■ SHORT EXERCISE: Rewrite only the rows in the stretch from the line containing "point: long curly" through the end of the rows, changing "white" to "ivory" and keeping everything else the same.

■ WORKING DATA:
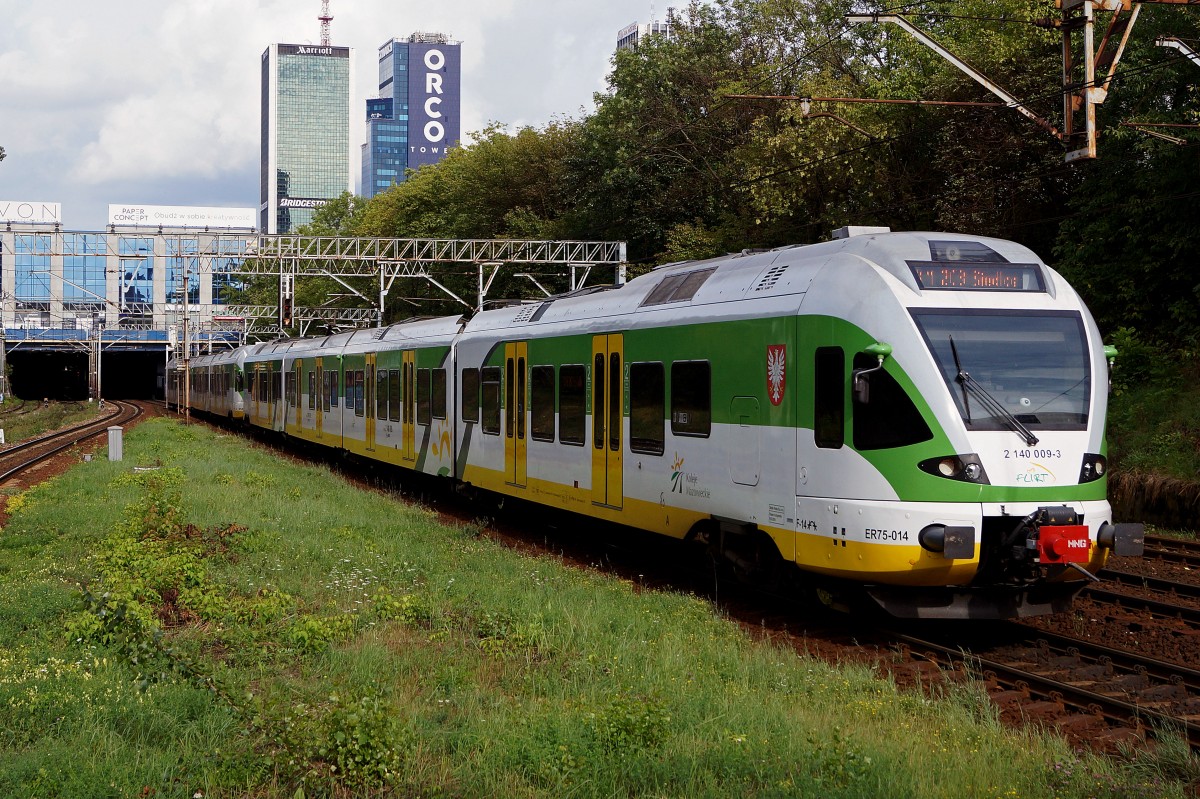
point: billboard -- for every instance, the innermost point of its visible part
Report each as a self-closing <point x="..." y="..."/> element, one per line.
<point x="30" y="211"/>
<point x="435" y="78"/>
<point x="181" y="216"/>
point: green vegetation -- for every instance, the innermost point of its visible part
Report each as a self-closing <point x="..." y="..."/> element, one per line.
<point x="204" y="617"/>
<point x="24" y="420"/>
<point x="1155" y="410"/>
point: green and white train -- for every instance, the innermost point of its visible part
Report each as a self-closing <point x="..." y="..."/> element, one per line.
<point x="915" y="418"/>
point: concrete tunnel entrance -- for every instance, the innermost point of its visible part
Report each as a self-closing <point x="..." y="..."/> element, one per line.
<point x="57" y="374"/>
<point x="48" y="374"/>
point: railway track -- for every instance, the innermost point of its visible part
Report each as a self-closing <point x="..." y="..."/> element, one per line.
<point x="21" y="457"/>
<point x="1071" y="682"/>
<point x="1173" y="550"/>
<point x="1091" y="692"/>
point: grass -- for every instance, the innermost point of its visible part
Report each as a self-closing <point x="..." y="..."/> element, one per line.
<point x="24" y="421"/>
<point x="241" y="626"/>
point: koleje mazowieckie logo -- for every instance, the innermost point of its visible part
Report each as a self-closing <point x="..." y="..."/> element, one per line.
<point x="777" y="372"/>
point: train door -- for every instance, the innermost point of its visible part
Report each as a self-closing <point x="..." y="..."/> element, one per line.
<point x="369" y="400"/>
<point x="607" y="419"/>
<point x="745" y="452"/>
<point x="318" y="401"/>
<point x="297" y="392"/>
<point x="258" y="391"/>
<point x="516" y="356"/>
<point x="408" y="426"/>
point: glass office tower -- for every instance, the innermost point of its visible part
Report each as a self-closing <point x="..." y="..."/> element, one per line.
<point x="306" y="132"/>
<point x="417" y="118"/>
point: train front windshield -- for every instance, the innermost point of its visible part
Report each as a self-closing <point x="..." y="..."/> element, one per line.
<point x="1036" y="365"/>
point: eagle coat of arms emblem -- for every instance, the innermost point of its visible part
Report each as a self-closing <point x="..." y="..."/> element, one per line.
<point x="777" y="372"/>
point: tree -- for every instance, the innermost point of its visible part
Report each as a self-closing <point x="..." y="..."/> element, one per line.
<point x="1129" y="240"/>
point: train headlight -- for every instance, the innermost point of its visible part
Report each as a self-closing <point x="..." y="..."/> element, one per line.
<point x="1093" y="468"/>
<point x="966" y="468"/>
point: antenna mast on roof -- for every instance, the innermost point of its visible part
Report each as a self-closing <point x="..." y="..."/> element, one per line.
<point x="325" y="18"/>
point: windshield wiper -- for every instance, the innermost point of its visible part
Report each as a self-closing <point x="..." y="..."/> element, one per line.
<point x="993" y="406"/>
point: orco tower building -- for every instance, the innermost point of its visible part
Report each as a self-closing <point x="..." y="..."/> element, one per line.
<point x="417" y="118"/>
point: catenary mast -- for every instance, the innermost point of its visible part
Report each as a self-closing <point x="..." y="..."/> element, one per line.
<point x="325" y="18"/>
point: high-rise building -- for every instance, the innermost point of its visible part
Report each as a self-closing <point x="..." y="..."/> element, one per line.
<point x="629" y="36"/>
<point x="306" y="132"/>
<point x="417" y="118"/>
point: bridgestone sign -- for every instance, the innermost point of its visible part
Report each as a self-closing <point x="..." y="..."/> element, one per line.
<point x="301" y="202"/>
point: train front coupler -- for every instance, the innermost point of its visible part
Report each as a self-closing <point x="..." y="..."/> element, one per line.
<point x="1054" y="536"/>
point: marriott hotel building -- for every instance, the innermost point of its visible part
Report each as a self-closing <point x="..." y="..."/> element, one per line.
<point x="306" y="132"/>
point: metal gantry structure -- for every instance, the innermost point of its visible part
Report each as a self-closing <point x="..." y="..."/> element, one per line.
<point x="385" y="260"/>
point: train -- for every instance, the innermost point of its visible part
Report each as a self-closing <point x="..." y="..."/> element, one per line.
<point x="913" y="421"/>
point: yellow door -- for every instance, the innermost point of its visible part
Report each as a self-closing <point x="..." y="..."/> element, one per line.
<point x="298" y="394"/>
<point x="408" y="425"/>
<point x="516" y="412"/>
<point x="607" y="419"/>
<point x="369" y="400"/>
<point x="318" y="400"/>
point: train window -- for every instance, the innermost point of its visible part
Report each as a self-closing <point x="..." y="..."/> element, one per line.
<point x="598" y="402"/>
<point x="424" y="412"/>
<point x="439" y="394"/>
<point x="615" y="401"/>
<point x="394" y="395"/>
<point x="541" y="404"/>
<point x="382" y="391"/>
<point x="360" y="404"/>
<point x="691" y="397"/>
<point x="469" y="395"/>
<point x="829" y="392"/>
<point x="571" y="403"/>
<point x="889" y="419"/>
<point x="491" y="385"/>
<point x="647" y="408"/>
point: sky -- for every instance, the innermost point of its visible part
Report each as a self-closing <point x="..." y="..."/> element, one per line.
<point x="156" y="102"/>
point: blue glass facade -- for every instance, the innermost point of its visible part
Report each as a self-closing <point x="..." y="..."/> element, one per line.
<point x="31" y="268"/>
<point x="423" y="70"/>
<point x="306" y="140"/>
<point x="181" y="259"/>
<point x="137" y="271"/>
<point x="83" y="270"/>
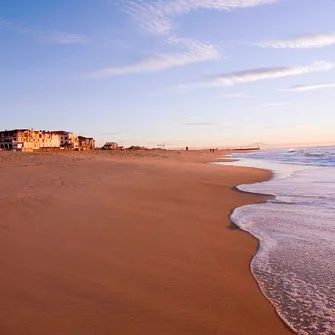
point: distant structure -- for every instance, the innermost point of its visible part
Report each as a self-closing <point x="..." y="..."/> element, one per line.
<point x="86" y="143"/>
<point x="29" y="140"/>
<point x="110" y="146"/>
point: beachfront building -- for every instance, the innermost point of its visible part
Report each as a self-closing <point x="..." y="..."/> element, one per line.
<point x="110" y="146"/>
<point x="29" y="139"/>
<point x="15" y="139"/>
<point x="69" y="140"/>
<point x="86" y="143"/>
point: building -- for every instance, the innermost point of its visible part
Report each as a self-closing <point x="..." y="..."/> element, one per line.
<point x="29" y="139"/>
<point x="68" y="140"/>
<point x="110" y="146"/>
<point x="86" y="143"/>
<point x="15" y="139"/>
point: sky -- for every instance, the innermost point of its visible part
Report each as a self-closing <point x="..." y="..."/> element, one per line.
<point x="201" y="73"/>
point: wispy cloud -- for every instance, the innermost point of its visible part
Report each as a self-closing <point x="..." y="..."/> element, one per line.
<point x="247" y="76"/>
<point x="301" y="42"/>
<point x="195" y="52"/>
<point x="64" y="38"/>
<point x="156" y="16"/>
<point x="303" y="88"/>
<point x="204" y="124"/>
<point x="234" y="96"/>
<point x="52" y="36"/>
<point x="274" y="104"/>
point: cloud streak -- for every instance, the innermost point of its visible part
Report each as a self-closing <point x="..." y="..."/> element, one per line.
<point x="157" y="17"/>
<point x="253" y="75"/>
<point x="52" y="36"/>
<point x="202" y="124"/>
<point x="304" y="88"/>
<point x="234" y="96"/>
<point x="275" y="104"/>
<point x="195" y="52"/>
<point x="301" y="42"/>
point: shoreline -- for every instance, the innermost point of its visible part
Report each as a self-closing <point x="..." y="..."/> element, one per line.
<point x="160" y="252"/>
<point x="237" y="227"/>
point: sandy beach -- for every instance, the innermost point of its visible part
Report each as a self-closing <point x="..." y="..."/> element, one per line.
<point x="127" y="243"/>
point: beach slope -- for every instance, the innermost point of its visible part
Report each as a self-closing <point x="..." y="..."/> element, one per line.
<point x="100" y="243"/>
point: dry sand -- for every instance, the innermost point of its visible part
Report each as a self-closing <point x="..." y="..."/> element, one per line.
<point x="105" y="243"/>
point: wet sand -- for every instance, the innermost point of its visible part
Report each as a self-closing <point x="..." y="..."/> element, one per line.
<point x="127" y="243"/>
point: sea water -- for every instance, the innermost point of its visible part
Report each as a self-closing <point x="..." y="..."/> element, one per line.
<point x="295" y="263"/>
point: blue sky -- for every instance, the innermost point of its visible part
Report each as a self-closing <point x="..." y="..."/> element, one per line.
<point x="199" y="73"/>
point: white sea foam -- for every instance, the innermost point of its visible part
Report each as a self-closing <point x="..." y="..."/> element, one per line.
<point x="295" y="264"/>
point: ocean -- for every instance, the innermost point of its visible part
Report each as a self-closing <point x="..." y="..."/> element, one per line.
<point x="295" y="263"/>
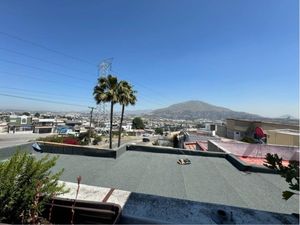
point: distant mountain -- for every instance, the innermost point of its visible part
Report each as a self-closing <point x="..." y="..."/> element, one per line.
<point x="287" y="116"/>
<point x="197" y="110"/>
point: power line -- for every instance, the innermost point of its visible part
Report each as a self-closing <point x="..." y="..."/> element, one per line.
<point x="40" y="59"/>
<point x="41" y="69"/>
<point x="39" y="92"/>
<point x="64" y="54"/>
<point x="39" y="78"/>
<point x="44" y="47"/>
<point x="42" y="100"/>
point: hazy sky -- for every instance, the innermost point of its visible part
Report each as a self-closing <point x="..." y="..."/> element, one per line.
<point x="240" y="54"/>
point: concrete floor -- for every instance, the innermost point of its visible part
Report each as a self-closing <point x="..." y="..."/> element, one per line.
<point x="207" y="179"/>
<point x="10" y="139"/>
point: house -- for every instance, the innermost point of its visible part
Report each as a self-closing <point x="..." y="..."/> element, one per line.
<point x="44" y="126"/>
<point x="20" y="123"/>
<point x="237" y="129"/>
<point x="283" y="137"/>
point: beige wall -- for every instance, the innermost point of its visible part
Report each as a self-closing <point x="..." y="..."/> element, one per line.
<point x="279" y="138"/>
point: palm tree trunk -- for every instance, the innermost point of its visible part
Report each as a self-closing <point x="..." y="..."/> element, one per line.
<point x="120" y="128"/>
<point x="110" y="129"/>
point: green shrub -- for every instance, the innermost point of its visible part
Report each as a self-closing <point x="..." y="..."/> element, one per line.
<point x="54" y="138"/>
<point x="23" y="180"/>
<point x="96" y="140"/>
<point x="290" y="173"/>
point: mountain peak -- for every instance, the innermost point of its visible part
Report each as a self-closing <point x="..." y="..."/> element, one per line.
<point x="195" y="109"/>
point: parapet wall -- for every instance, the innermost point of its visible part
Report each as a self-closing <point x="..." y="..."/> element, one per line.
<point x="7" y="152"/>
<point x="59" y="148"/>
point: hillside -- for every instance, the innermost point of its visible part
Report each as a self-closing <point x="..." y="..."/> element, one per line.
<point x="198" y="109"/>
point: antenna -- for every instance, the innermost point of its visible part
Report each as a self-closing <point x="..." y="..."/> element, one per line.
<point x="104" y="67"/>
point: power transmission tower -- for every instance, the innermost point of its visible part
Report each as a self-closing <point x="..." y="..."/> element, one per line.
<point x="104" y="67"/>
<point x="91" y="117"/>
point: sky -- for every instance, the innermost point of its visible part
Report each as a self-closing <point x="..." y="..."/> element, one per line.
<point x="239" y="54"/>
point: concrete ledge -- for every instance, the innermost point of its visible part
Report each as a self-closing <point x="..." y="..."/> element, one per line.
<point x="58" y="148"/>
<point x="241" y="165"/>
<point x="177" y="151"/>
<point x="7" y="152"/>
<point x="140" y="208"/>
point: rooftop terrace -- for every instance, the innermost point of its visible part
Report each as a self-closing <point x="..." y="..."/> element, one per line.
<point x="210" y="182"/>
<point x="206" y="179"/>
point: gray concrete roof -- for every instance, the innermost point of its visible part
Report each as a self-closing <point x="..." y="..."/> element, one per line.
<point x="206" y="179"/>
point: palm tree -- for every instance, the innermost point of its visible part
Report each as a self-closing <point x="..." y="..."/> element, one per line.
<point x="126" y="96"/>
<point x="107" y="91"/>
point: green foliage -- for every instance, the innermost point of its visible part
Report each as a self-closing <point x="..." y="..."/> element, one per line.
<point x="290" y="173"/>
<point x="159" y="131"/>
<point x="175" y="141"/>
<point x="248" y="140"/>
<point x="137" y="123"/>
<point x="23" y="180"/>
<point x="54" y="138"/>
<point x="37" y="115"/>
<point x="96" y="140"/>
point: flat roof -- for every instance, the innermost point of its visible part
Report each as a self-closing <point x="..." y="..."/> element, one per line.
<point x="206" y="179"/>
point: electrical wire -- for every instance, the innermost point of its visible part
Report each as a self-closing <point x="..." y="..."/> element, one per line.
<point x="41" y="69"/>
<point x="44" y="47"/>
<point x="42" y="100"/>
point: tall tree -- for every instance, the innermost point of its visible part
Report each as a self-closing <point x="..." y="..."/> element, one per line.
<point x="126" y="96"/>
<point x="137" y="123"/>
<point x="106" y="90"/>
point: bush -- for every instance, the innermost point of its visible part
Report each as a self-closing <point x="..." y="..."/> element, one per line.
<point x="70" y="141"/>
<point x="96" y="140"/>
<point x="159" y="131"/>
<point x="54" y="138"/>
<point x="24" y="180"/>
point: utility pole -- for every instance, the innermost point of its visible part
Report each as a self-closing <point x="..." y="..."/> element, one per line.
<point x="91" y="117"/>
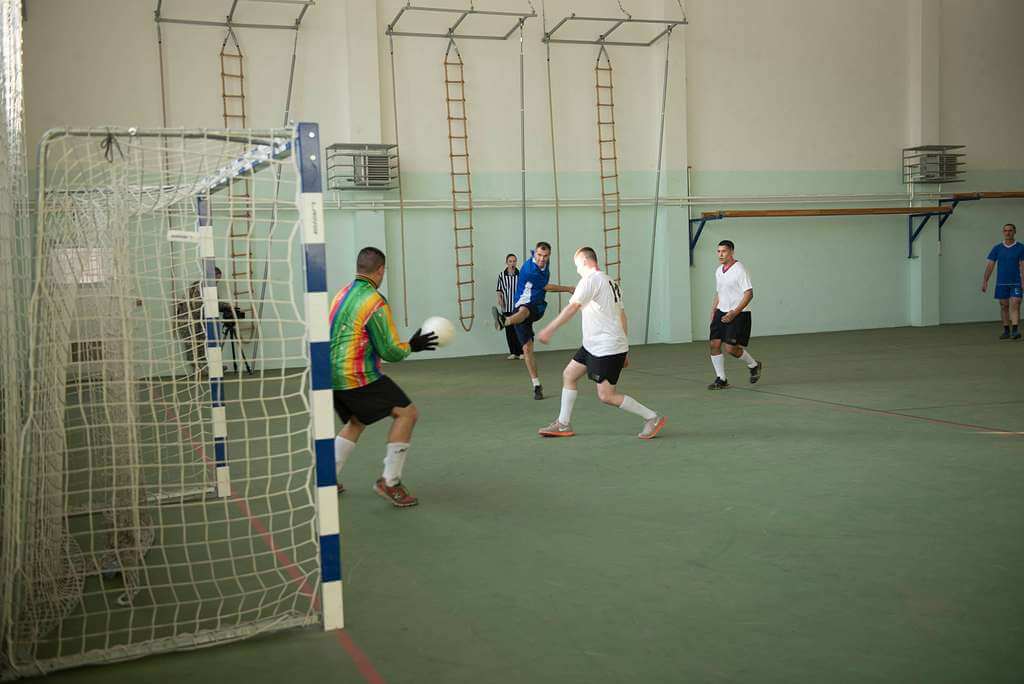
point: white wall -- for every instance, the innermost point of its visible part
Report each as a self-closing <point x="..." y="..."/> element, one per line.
<point x="982" y="85"/>
<point x="794" y="85"/>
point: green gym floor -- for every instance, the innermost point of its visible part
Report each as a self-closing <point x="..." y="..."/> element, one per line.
<point x="858" y="515"/>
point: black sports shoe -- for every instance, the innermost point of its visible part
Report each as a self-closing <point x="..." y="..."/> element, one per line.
<point x="756" y="373"/>
<point x="499" y="317"/>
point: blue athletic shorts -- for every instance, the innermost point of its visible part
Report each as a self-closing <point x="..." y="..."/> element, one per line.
<point x="1008" y="291"/>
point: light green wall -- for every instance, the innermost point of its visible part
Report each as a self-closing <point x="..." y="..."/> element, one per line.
<point x="810" y="274"/>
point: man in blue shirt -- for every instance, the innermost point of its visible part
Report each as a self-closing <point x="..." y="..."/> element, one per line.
<point x="529" y="305"/>
<point x="1006" y="258"/>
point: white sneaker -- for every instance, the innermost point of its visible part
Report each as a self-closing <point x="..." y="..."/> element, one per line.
<point x="651" y="427"/>
<point x="556" y="429"/>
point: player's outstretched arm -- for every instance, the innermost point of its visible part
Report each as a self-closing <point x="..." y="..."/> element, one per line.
<point x="563" y="317"/>
<point x="384" y="335"/>
<point x="558" y="288"/>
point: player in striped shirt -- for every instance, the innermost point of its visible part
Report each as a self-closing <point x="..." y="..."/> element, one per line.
<point x="363" y="333"/>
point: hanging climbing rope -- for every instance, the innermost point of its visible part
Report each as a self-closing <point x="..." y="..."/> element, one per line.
<point x="462" y="187"/>
<point x="607" y="152"/>
<point x="554" y="163"/>
<point x="657" y="180"/>
<point x="401" y="196"/>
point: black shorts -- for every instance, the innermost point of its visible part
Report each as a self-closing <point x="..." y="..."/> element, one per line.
<point x="524" y="330"/>
<point x="370" y="402"/>
<point x="600" y="369"/>
<point x="736" y="332"/>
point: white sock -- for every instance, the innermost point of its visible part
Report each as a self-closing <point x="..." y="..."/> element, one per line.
<point x="568" y="398"/>
<point x="394" y="462"/>
<point x="342" y="450"/>
<point x="634" y="407"/>
<point x="719" y="364"/>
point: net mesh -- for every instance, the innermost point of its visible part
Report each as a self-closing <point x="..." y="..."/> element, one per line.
<point x="123" y="545"/>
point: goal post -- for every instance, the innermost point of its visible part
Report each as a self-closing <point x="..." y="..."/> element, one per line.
<point x="172" y="492"/>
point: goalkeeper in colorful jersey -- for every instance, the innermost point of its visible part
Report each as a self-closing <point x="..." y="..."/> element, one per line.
<point x="363" y="333"/>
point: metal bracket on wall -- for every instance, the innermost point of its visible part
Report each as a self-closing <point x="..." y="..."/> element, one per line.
<point x="694" y="237"/>
<point x="912" y="232"/>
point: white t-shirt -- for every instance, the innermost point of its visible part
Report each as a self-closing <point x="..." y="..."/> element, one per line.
<point x="730" y="286"/>
<point x="601" y="300"/>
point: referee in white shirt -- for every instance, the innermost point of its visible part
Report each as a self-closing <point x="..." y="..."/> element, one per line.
<point x="730" y="323"/>
<point x="507" y="281"/>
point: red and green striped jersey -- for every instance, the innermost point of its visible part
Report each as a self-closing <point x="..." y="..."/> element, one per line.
<point x="363" y="333"/>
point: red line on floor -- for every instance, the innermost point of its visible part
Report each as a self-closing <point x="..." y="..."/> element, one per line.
<point x="863" y="410"/>
<point x="359" y="658"/>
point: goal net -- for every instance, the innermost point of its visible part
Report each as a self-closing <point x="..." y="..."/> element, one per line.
<point x="167" y="489"/>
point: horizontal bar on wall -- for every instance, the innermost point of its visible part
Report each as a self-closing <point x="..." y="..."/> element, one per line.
<point x="520" y="18"/>
<point x="615" y="22"/>
<point x="226" y="25"/>
<point x="846" y="211"/>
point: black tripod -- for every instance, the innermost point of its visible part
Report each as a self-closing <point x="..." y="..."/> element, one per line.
<point x="230" y="333"/>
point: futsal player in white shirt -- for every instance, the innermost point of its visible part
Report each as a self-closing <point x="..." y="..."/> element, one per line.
<point x="603" y="354"/>
<point x="730" y="323"/>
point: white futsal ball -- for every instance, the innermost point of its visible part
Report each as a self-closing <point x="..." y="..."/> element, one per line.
<point x="442" y="328"/>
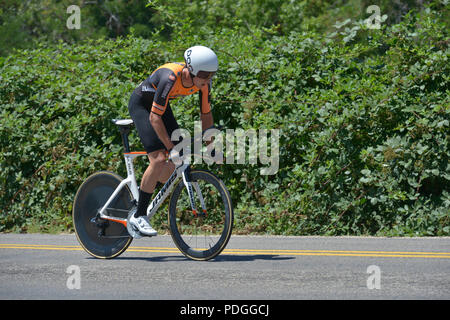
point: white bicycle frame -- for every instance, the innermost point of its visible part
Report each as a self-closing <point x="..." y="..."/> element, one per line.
<point x="181" y="171"/>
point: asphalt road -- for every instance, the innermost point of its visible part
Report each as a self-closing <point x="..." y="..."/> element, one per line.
<point x="37" y="266"/>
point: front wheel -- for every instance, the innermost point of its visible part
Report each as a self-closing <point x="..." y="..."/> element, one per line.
<point x="102" y="238"/>
<point x="202" y="235"/>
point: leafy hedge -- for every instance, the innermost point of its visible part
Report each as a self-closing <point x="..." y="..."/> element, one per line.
<point x="363" y="114"/>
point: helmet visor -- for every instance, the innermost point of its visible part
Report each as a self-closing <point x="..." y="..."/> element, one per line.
<point x="205" y="74"/>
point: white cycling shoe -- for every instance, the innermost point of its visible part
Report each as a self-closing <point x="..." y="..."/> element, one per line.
<point x="141" y="223"/>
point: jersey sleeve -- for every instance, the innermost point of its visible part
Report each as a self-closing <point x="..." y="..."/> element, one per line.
<point x="205" y="99"/>
<point x="166" y="82"/>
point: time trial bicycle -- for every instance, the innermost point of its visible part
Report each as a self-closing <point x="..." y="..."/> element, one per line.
<point x="200" y="211"/>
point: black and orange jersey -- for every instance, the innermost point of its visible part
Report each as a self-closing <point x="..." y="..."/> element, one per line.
<point x="165" y="84"/>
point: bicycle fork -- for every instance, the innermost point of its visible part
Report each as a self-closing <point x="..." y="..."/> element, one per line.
<point x="191" y="186"/>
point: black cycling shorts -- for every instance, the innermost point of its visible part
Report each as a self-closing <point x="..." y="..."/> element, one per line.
<point x="140" y="109"/>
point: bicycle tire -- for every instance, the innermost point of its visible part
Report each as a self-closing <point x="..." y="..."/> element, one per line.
<point x="90" y="197"/>
<point x="216" y="226"/>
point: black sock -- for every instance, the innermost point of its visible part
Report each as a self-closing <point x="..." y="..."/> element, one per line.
<point x="144" y="200"/>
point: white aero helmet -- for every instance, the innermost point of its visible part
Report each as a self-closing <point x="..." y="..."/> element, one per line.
<point x="201" y="61"/>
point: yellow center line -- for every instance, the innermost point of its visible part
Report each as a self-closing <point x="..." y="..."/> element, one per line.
<point x="346" y="253"/>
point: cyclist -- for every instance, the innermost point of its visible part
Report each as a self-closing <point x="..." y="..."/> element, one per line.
<point x="154" y="120"/>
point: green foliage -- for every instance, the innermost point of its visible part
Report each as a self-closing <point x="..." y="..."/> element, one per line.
<point x="364" y="114"/>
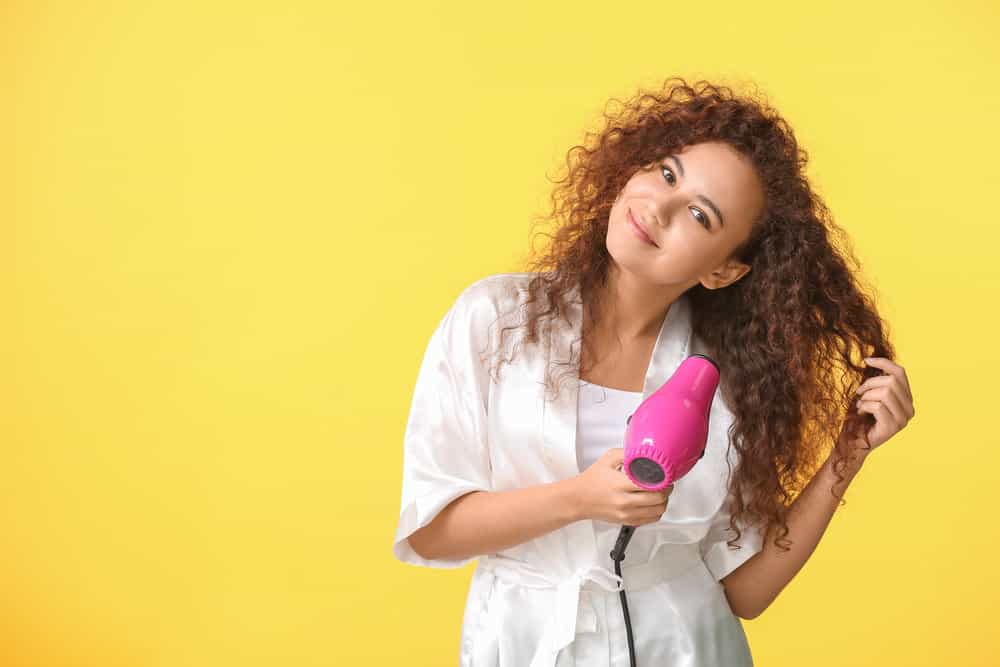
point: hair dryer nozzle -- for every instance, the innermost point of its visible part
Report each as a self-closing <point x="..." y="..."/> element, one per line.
<point x="666" y="435"/>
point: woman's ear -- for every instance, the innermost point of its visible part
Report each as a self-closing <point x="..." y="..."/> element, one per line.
<point x="725" y="275"/>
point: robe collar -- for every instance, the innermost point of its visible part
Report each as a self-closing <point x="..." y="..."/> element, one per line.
<point x="559" y="417"/>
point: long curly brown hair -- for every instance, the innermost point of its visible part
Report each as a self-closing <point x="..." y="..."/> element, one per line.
<point x="792" y="333"/>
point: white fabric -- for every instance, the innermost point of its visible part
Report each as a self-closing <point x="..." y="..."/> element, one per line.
<point x="601" y="420"/>
<point x="553" y="600"/>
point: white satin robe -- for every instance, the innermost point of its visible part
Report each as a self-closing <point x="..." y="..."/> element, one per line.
<point x="553" y="601"/>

■ SOLUTION:
point: long curly brown hair -- for every instance, the innermost point of its visible part
Report each as a self-closing <point x="..." y="..."/> element, one per line.
<point x="792" y="333"/>
point: ivory fabric -- for every instance, the innermost point of its visible part
Report each as a self-closing <point x="..." y="..."/> element, one per line.
<point x="601" y="420"/>
<point x="553" y="600"/>
point: ivory satin robe -- for every instance, the innermost point of its visible part
Report each as a self-closing <point x="..." y="..."/> element, one per line.
<point x="553" y="601"/>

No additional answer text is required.